Task details:
Gather up every line from the entries below that uses the word "terns".

(Collected data entries)
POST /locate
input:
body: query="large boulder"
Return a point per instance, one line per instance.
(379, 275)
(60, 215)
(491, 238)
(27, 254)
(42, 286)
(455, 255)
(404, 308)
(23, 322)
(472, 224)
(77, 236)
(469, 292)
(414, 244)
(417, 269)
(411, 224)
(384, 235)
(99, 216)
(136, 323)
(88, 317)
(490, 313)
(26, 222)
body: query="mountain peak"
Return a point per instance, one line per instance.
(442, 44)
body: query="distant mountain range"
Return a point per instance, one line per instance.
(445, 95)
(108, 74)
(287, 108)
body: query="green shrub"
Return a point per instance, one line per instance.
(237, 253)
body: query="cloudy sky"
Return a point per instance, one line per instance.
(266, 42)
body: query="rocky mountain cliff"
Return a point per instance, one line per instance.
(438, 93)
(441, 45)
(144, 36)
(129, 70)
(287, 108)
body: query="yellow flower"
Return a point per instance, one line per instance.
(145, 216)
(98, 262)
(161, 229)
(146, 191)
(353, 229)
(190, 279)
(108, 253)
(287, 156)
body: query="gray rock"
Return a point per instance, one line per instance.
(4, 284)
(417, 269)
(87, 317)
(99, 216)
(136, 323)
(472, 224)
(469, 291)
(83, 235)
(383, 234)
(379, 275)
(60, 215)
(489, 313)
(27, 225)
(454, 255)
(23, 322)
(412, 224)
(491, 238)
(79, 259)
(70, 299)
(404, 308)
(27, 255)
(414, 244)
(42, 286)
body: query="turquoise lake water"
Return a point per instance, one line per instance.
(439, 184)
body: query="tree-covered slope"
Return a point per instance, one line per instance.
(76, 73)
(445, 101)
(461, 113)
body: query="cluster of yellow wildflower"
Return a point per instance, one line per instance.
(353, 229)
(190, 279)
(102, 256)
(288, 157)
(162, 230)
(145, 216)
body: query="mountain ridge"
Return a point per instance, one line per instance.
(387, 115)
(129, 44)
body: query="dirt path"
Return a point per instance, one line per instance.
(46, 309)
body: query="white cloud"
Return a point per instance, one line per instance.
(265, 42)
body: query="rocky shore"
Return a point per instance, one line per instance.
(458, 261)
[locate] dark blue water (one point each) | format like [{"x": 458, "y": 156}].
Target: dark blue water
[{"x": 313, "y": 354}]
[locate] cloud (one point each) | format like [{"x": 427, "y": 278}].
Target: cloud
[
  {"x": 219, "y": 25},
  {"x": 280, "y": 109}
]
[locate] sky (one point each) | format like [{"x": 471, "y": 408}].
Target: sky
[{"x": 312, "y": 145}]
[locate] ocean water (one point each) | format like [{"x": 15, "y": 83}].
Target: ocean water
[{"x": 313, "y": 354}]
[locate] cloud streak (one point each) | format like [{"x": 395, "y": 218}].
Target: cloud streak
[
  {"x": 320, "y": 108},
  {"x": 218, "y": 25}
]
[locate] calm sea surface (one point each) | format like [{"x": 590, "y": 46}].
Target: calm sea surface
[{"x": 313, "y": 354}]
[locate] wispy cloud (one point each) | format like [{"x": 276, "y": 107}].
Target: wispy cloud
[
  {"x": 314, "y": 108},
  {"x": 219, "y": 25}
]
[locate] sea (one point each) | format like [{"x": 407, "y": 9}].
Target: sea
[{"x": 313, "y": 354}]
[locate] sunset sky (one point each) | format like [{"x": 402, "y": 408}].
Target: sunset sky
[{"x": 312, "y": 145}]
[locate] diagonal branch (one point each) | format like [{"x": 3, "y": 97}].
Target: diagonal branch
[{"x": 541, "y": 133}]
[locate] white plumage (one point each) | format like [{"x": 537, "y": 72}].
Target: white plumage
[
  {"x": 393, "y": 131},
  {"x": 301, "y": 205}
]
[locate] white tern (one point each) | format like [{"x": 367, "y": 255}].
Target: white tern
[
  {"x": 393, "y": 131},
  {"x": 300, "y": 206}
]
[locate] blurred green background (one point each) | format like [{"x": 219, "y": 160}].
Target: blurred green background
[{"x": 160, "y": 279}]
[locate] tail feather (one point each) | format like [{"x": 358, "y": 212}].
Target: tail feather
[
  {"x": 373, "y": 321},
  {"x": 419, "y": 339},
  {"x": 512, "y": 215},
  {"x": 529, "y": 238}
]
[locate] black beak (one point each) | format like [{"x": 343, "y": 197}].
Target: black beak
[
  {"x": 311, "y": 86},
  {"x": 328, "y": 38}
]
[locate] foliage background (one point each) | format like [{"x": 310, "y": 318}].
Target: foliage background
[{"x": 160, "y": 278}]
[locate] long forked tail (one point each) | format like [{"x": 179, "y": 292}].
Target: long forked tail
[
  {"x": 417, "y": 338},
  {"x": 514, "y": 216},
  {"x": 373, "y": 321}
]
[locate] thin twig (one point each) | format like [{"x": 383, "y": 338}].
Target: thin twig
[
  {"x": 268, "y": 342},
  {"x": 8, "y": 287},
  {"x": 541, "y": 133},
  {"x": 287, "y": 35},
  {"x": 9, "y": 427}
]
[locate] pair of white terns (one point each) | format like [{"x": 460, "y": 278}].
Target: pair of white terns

Task result:
[locate] pair of white terns (one point each) | format like [{"x": 460, "y": 278}].
Target: pair of white terns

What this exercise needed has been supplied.